• [HOW TO COMPLETE THIS TASK]: Show all lines from the records below in which the string "after" is present.

• [DATA SHOWN]:

▬▬▬

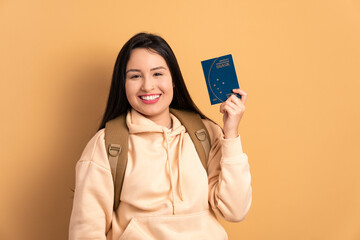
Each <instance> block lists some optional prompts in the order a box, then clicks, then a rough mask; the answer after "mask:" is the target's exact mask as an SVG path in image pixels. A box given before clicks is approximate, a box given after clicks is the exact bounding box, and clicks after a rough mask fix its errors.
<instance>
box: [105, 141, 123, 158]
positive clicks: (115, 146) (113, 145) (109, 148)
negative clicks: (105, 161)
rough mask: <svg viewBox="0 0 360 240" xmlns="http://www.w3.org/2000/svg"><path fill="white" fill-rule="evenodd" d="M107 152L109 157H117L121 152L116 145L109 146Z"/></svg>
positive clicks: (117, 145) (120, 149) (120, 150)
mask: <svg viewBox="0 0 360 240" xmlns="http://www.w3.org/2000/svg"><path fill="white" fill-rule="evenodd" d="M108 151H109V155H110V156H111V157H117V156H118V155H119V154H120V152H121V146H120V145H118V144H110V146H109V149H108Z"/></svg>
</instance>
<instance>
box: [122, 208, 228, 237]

▬▬▬

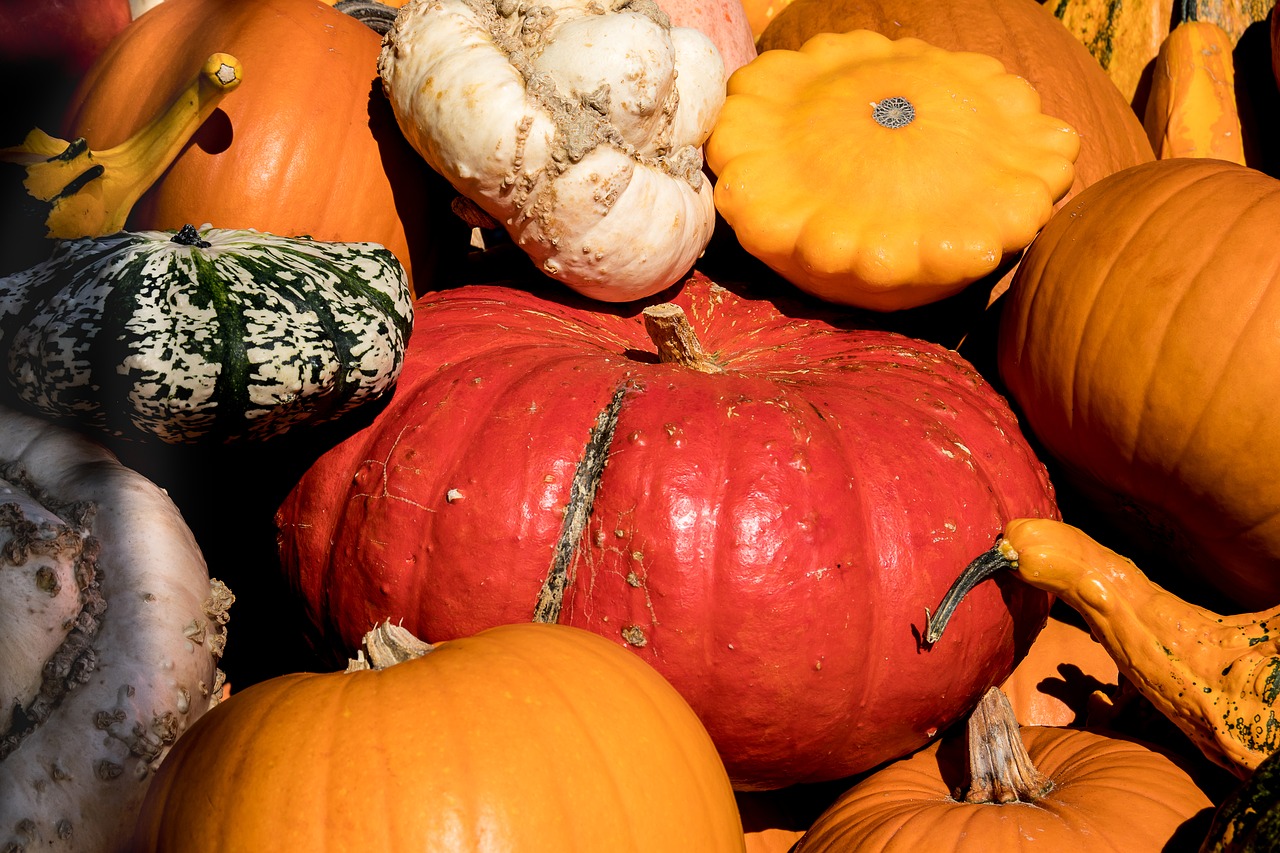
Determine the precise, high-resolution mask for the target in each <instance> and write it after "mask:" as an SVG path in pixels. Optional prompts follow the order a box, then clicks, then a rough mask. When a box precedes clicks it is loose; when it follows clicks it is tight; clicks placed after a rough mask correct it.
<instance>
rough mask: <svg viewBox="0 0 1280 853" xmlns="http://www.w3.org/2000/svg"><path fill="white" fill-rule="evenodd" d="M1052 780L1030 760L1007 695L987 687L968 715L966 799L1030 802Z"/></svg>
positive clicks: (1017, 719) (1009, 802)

▬▬▬

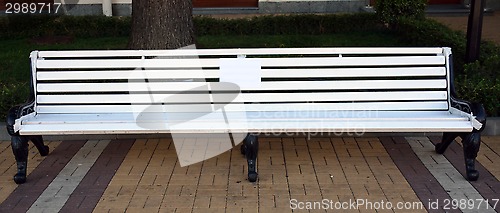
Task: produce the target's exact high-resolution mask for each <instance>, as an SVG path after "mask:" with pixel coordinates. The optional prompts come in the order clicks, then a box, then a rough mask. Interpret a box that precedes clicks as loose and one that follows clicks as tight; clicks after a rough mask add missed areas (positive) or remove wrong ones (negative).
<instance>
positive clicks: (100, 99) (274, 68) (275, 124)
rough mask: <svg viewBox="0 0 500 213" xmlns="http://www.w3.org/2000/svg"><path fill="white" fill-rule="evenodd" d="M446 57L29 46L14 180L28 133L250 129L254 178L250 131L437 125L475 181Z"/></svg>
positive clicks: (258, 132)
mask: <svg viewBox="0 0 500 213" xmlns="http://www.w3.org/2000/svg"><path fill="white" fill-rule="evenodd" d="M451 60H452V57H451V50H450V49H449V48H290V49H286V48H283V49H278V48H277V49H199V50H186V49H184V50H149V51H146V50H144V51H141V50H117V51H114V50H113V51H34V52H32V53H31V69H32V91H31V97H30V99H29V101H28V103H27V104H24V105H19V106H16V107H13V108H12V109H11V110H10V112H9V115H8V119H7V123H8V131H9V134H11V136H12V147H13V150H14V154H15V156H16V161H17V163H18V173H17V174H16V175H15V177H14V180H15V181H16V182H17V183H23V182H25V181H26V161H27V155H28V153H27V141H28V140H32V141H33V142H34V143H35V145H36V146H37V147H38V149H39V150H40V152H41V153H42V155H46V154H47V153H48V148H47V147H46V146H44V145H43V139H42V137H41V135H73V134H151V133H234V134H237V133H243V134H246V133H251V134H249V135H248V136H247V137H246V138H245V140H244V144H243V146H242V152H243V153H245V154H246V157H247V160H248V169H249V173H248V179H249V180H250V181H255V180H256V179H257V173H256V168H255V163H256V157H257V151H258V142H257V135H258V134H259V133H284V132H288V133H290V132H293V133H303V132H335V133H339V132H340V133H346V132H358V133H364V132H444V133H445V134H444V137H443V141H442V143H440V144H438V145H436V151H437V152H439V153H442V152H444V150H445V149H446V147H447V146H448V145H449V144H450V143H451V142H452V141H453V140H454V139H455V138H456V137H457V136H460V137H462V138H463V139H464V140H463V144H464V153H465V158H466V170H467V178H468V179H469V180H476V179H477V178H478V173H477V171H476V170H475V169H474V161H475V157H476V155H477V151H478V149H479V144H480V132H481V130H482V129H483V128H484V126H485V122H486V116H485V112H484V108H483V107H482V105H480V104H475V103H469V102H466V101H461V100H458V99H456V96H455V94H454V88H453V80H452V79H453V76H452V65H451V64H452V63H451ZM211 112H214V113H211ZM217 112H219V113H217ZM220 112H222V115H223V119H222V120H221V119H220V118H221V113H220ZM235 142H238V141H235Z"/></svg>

▬▬▬

• [RESULT FOR THIS EXERCISE]:
Each <instance> block lists some optional prompts in the order a box, then clicks, then a rough mask; the answer after "mask:" is the target's exact mask as an SVG path in image pixels. A box given before clicks is approximate, a box given after clicks is the exact bounding box, and clicks after a rough mask fix its errors.
Determine the precise, high-resolution mask for the target in each <instance> and write it after "mask:" as an SVG path in pixels. Optional prompts follow the order a box, then clicks, then a rough mask. When a box precedes clicks it is loose; when it follows clicks it is tight; clicks placed after a rough mask correct it.
Task: produce the target's exact high-resolution mask for each <instance>, as an SVG path after "mask:" with pixel coordinates. The optional prompts come in the order clicks, then a box, then a rough mask. Interpret a box that precedes clicks as loose and one that follows clicks as tight; clicks after a rough mask add missed areas (positive) or remove wrong ones (negative).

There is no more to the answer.